= Beginning of Section =
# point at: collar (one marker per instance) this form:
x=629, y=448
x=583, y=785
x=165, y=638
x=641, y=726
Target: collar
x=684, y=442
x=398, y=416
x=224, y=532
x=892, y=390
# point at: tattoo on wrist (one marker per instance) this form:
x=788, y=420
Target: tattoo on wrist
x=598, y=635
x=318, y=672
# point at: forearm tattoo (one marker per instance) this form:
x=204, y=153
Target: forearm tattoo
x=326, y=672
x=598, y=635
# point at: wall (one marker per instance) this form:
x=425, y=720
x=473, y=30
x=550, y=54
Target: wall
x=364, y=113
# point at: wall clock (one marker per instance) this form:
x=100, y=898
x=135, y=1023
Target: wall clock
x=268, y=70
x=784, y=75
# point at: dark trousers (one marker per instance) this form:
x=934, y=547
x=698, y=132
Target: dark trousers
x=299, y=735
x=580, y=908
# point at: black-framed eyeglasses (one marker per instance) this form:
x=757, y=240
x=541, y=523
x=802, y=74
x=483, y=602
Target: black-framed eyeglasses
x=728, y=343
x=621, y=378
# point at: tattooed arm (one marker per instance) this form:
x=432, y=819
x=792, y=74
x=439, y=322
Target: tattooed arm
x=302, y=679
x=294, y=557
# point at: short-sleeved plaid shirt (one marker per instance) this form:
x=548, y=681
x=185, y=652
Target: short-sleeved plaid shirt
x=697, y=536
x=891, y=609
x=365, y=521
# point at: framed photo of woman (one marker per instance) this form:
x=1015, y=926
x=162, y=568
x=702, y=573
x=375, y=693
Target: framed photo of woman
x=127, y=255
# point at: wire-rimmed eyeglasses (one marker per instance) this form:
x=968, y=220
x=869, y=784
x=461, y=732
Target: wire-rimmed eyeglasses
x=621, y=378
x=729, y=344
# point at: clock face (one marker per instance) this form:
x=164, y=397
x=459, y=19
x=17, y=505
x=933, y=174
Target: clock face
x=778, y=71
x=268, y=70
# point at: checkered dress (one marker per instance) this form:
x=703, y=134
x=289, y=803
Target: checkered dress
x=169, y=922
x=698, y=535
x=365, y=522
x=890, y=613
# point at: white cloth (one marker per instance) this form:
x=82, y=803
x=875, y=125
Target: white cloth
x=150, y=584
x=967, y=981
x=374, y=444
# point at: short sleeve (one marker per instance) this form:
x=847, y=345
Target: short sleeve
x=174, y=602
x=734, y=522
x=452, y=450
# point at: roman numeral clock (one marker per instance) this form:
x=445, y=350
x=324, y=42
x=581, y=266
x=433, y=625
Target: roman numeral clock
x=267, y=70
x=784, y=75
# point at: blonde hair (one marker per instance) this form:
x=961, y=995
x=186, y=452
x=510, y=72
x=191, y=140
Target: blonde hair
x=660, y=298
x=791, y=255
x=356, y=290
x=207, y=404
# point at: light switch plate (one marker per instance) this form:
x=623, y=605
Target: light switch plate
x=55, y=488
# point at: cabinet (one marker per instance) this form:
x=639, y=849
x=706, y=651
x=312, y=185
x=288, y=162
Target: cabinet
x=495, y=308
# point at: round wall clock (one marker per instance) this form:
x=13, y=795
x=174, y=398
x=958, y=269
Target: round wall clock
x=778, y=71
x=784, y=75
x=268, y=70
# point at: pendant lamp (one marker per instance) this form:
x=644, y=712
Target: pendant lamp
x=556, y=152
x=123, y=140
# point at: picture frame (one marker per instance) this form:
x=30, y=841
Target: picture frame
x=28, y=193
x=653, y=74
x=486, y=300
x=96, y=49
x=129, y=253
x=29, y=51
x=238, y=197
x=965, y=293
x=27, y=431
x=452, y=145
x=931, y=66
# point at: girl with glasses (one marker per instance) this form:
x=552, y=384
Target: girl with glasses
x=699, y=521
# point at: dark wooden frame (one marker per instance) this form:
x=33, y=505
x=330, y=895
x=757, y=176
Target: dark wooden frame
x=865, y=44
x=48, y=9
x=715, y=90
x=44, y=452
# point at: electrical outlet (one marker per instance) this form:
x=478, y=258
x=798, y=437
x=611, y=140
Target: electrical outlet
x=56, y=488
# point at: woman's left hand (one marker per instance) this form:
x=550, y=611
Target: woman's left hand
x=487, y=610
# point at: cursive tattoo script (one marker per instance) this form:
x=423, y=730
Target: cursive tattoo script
= End of Section =
**ACTION ITEM:** Print only these lines, exactly: the one containing "Target: woman's left hand" and all after it to the end of the entries.

**FINISHED TASK:**
Target: woman's left hand
x=487, y=610
# point at: cursive tattoo script (one marker per instance) this form:
x=423, y=730
Target: cursive tattoo script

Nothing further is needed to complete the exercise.